Set problem 1 ::
Write out the part of the Blue Marlin review starting with "The centrepiece of" and going on through "past, HMS Unicorn.", word for word.
Set problem 2 ::
Name every person mentioned by name in the Blue Marlin review.

##### Page excerpt #####

The Blue Marlin, Camperdown Street, Dundee. Picture: Phil Wilkinson

The Blue Marlin, Camperdown Street, Dundee. Picture: Phil Wilkinson

DUNDEE, long the butt of jokes about being twinned with Beirut, is changing.

The arrival of a £45 million offshoot of the Victoria and Albert Museum, which will open in 2014, has been the catalyst for an unprecedented spurt of inner-city rejuvenation on Tayside that is sucking money and commerce into the city.

The centrepiece of the revitalised waterfront area will inevitably be the remarkably futuristic chrome-plated V&A building, designed by Japanese architect Kengo Kuma, which will hug the waterline of Craig Harbour, overlooking the silvery Tay. But there is already a good deal of regeneration going on, and nowhere is that more obvious than in the row of shiny new shops and restaurants lining City Quay, looking across to that wooden relic of Dundee’s glorious past, HMS Unicorn.

We thought at first this was where we would find Dundee’s newest fish restaurant, the Blue Marlin, and while San Francisco-style al fresco eating wasn’t really uppermost in our minds on a chilly January weekend, the idea of sitting windowside and looking out on to water still held a lot of appeal. Disappointingly, the restaurant isn’t actually on the quay but just a few yards away, on the main road – handier for the office workers who will ensure a steady turnover at lunchtime, but undeniably less picturesque.

Still, you can park right outside, and the interior of the place is certainly pretty appealing. So shiny and new that you could almost smell the paint on the tongue and groove panels that line the walls and the bar, the decor doesn’t exactly exude comfort but is undeniably fresh, light and airy, as you would hope for in a fish restaurant. The owners, chef Steve Hyatt and his wife Alison, moved here four months ago from the small Angus town of Monifieth and describe their new venue as having a “hint of a Cape Cod harbour” restaurant – and that’s a pretty fair description.

##### Entries #####

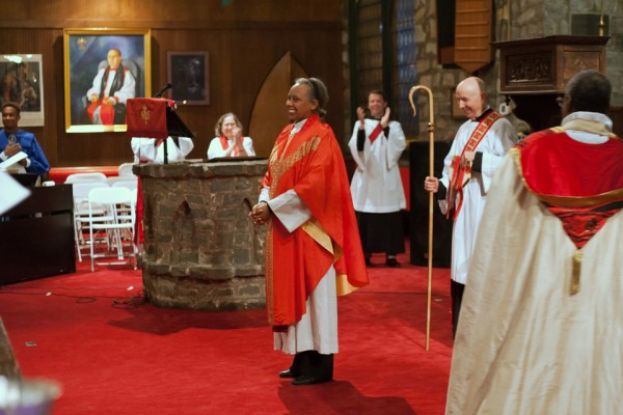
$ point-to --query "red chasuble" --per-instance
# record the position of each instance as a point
(312, 165)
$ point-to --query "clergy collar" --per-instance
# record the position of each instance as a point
(297, 126)
(483, 114)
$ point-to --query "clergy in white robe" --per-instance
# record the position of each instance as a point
(313, 251)
(378, 195)
(148, 150)
(483, 160)
(541, 325)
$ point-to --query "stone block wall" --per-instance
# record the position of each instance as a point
(201, 250)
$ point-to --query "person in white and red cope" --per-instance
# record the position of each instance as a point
(541, 326)
(478, 148)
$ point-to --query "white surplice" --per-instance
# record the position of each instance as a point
(215, 149)
(376, 185)
(525, 345)
(317, 329)
(497, 141)
(146, 150)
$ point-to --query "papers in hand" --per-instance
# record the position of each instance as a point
(12, 192)
(15, 158)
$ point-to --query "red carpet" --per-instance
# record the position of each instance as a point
(113, 354)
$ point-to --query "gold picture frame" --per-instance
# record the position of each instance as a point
(22, 84)
(95, 90)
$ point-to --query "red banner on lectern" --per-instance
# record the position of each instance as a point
(147, 117)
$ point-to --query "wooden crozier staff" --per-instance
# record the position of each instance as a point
(431, 164)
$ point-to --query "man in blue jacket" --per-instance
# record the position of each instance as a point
(14, 140)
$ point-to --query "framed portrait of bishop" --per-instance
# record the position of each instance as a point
(103, 68)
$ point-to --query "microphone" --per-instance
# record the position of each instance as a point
(164, 89)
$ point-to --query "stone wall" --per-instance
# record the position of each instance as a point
(535, 18)
(201, 250)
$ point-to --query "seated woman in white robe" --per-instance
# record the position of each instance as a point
(229, 140)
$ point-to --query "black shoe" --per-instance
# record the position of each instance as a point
(286, 374)
(309, 380)
(391, 262)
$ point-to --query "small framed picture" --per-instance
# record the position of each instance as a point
(103, 69)
(188, 74)
(22, 84)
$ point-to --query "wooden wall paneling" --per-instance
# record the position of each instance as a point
(472, 38)
(242, 51)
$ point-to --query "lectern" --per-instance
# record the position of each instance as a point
(155, 118)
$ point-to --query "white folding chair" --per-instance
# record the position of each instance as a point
(86, 177)
(81, 210)
(125, 170)
(112, 221)
(128, 183)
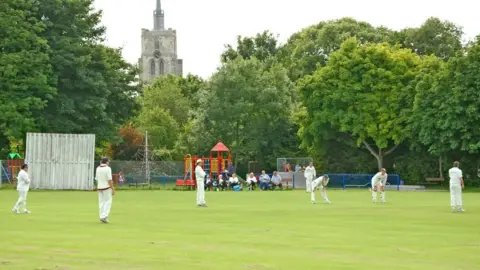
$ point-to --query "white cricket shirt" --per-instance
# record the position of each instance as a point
(103, 175)
(199, 173)
(23, 181)
(310, 172)
(455, 174)
(380, 178)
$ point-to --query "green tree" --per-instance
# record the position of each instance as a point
(161, 126)
(248, 107)
(440, 38)
(446, 112)
(262, 46)
(190, 86)
(164, 111)
(25, 71)
(310, 48)
(364, 91)
(96, 86)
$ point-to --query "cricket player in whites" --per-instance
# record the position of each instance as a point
(200, 178)
(23, 186)
(320, 183)
(379, 180)
(105, 189)
(309, 174)
(456, 186)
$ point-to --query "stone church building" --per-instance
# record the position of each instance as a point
(159, 49)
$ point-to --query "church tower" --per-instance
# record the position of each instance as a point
(159, 49)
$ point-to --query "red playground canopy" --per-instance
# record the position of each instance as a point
(220, 147)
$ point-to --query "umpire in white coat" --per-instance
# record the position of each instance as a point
(23, 186)
(310, 174)
(200, 178)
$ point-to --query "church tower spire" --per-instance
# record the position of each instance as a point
(158, 17)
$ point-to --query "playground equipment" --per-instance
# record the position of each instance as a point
(14, 164)
(212, 165)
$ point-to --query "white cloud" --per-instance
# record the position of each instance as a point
(204, 26)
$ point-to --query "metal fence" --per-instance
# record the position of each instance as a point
(292, 164)
(167, 172)
(342, 181)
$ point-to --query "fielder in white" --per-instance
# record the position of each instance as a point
(456, 186)
(105, 189)
(320, 183)
(379, 180)
(23, 186)
(309, 174)
(200, 178)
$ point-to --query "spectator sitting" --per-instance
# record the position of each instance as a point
(264, 181)
(230, 169)
(297, 168)
(251, 181)
(276, 180)
(221, 182)
(233, 181)
(208, 182)
(121, 178)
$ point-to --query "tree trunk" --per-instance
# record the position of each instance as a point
(380, 159)
(380, 154)
(440, 166)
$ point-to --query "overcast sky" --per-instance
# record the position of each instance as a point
(204, 26)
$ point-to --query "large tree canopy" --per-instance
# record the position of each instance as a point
(164, 110)
(262, 46)
(440, 38)
(310, 48)
(446, 113)
(25, 70)
(247, 106)
(364, 91)
(96, 86)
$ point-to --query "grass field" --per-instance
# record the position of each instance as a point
(240, 230)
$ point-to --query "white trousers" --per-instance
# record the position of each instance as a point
(323, 191)
(105, 202)
(200, 192)
(22, 201)
(308, 184)
(456, 196)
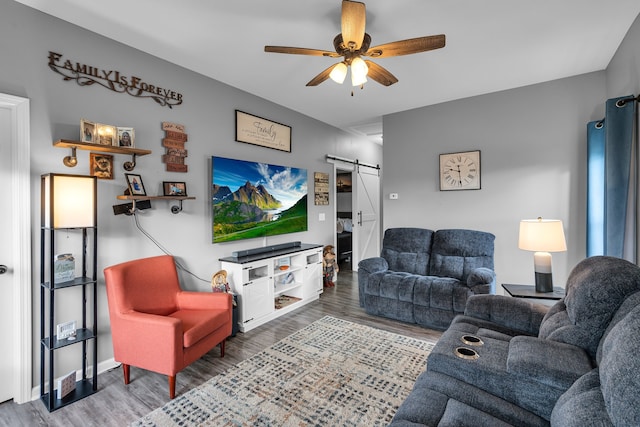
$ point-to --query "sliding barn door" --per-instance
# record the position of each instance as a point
(366, 214)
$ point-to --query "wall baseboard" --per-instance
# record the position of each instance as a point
(103, 366)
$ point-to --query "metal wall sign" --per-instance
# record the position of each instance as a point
(87, 75)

#####

Exercise output 1 ::
The centrepiece of the revitalised waterfront area will inevitably be the remarkably futuristic chrome-plated V&A building, designed by Japanese architect Kengo Kuma, which will hug the waterline of Craig Harbour, overlooking the silvery Tay. But there is already a good deal of regeneration going on, and nowhere is that more obvious than in the row of shiny new shops and restaurants lining City Quay, looking across to that wooden relic of Dundee’s glorious past, HMS Unicorn.

Exercise output 2 ::
Phil Wilkinson
Kengo Kuma
Steve Hyatt
Alison